# Written exercise
Skip every line before the one containing "Teacher note: please indicate the person's hand", then copy that line and the rest of the entries below exactly, through the last line.

Records from a data collection
========================
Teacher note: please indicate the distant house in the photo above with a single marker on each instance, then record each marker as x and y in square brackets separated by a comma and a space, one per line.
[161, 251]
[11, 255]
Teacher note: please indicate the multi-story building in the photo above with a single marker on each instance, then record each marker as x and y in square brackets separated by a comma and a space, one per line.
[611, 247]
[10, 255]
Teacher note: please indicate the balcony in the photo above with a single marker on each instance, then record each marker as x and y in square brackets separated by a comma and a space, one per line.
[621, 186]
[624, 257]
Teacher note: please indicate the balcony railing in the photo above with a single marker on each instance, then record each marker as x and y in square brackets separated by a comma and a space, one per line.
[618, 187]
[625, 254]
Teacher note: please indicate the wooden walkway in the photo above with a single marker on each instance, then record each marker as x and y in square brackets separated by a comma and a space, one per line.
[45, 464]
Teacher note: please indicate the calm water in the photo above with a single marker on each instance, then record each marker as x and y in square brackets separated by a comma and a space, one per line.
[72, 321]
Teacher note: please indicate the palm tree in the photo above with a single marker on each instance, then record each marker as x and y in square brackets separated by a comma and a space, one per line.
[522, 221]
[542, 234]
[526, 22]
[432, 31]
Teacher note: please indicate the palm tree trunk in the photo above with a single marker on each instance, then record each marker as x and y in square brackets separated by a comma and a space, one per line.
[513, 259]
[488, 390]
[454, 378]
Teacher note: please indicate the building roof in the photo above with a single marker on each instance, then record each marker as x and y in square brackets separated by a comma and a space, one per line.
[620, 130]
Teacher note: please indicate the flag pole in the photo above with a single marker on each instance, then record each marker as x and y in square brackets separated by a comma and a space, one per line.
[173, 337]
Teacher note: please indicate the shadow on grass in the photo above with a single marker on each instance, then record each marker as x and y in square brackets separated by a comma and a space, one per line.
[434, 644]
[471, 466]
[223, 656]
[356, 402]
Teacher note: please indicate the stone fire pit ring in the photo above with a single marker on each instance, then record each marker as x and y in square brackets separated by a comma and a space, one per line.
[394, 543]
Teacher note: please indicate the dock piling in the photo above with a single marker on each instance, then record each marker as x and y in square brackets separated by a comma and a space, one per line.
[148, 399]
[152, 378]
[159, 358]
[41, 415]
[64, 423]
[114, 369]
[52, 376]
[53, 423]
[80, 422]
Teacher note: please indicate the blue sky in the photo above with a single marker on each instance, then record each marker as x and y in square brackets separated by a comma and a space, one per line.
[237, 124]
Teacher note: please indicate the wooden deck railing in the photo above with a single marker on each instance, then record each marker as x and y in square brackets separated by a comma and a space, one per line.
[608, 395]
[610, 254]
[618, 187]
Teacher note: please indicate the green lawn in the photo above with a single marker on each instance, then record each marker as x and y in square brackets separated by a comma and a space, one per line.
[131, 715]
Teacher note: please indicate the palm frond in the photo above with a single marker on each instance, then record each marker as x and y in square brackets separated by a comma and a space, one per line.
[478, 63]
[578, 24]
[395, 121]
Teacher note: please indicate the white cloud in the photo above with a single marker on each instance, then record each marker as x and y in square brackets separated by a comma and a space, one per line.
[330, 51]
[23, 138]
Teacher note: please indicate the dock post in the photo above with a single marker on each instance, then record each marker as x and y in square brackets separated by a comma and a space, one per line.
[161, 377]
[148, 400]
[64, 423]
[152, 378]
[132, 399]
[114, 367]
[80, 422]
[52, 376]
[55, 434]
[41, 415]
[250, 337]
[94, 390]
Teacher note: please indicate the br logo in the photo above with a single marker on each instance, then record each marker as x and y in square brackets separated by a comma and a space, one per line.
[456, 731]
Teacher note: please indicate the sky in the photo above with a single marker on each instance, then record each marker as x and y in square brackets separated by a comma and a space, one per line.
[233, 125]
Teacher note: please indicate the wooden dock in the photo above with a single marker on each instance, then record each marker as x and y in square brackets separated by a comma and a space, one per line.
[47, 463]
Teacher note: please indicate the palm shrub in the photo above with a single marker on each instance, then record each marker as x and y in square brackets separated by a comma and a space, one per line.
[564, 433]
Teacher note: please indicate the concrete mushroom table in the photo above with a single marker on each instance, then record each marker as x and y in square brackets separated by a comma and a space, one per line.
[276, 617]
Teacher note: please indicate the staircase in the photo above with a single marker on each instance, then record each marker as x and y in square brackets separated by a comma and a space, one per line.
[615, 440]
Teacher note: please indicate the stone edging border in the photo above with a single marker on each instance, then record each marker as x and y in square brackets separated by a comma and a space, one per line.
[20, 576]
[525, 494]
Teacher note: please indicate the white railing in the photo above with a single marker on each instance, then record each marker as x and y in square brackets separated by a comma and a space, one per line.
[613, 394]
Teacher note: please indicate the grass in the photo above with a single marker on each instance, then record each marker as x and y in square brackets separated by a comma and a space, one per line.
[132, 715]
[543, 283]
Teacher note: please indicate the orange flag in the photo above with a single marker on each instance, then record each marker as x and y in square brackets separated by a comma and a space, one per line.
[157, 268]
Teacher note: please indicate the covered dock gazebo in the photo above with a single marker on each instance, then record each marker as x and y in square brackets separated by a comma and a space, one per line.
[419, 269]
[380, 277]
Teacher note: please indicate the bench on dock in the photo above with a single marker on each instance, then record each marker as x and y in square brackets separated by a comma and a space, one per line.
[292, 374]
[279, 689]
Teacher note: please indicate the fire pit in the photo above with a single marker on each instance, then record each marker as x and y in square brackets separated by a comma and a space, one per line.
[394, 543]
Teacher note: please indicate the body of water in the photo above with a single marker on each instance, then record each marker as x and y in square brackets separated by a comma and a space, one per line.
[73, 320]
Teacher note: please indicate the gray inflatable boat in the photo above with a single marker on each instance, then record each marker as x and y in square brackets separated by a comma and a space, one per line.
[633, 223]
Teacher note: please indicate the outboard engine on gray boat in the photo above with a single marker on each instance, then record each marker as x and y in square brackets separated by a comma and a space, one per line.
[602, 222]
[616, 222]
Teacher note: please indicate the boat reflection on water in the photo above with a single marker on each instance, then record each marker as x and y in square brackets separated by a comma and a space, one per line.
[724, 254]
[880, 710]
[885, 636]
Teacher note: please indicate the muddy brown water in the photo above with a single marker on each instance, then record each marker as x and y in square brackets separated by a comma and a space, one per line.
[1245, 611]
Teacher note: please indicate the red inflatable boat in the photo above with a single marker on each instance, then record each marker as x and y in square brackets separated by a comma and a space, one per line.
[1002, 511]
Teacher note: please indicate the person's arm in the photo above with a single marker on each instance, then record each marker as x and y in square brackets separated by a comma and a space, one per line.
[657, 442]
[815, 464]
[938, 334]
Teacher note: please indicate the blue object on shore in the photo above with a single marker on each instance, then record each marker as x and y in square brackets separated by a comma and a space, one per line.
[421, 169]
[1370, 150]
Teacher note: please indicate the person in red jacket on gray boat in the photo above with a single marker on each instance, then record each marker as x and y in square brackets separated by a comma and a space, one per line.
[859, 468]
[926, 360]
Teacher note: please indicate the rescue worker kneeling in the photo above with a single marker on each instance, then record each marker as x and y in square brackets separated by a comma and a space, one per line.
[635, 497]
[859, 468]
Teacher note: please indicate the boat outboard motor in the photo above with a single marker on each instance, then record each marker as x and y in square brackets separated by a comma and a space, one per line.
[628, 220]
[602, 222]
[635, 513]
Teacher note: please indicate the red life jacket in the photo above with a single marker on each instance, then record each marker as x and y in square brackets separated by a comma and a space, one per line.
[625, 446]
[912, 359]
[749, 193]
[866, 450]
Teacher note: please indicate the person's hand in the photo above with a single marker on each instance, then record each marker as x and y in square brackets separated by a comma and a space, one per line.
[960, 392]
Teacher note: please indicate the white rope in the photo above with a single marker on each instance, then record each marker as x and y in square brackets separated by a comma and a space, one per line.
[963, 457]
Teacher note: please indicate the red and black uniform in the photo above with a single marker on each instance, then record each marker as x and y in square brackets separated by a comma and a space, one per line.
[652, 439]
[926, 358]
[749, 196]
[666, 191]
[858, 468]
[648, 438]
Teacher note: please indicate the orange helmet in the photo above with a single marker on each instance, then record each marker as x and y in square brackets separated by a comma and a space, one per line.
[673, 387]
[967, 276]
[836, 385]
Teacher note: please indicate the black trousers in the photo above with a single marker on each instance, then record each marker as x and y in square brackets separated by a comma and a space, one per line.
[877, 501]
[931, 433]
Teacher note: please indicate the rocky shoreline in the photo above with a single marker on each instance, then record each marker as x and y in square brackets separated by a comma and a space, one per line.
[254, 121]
========================
# Answer to the problem
Teacher note: please indicate the person's hand in the photo above with a single marker on each instance, then record each marker as x and y in square brackets separated by a comma and a space, one per line.
[960, 392]
Teacher note: please indicate the white rope in the photo above with a single marker on each instance, then record each marker as x and y in square brackets separated by a comma and a space, one per line.
[963, 457]
Teacher note: please indicate the red and black uniform in the photo above with a single marker on each instance, then record each marker as x and y in square brackets separated by a comma and a space, one per line.
[652, 439]
[926, 358]
[749, 196]
[666, 191]
[858, 468]
[648, 438]
Teacher note: please indicate the orange helmet in the photo above with a single marker on each instance, then record each marker as x and y in square brackets separated by a comma and a space, one per line.
[673, 387]
[967, 276]
[836, 385]
Teacher note: please indicate the black trousers in the photo above with a single marker on each instance, then record each marker as x and y in square brackets separated by a comma and a space, one per line.
[877, 501]
[931, 433]
Teacher note: please indicate the rocky shoreline in the photo above with a single marker on each instance, then record each marker as x and y in square brackets separated by a comma and a space, one per line.
[254, 121]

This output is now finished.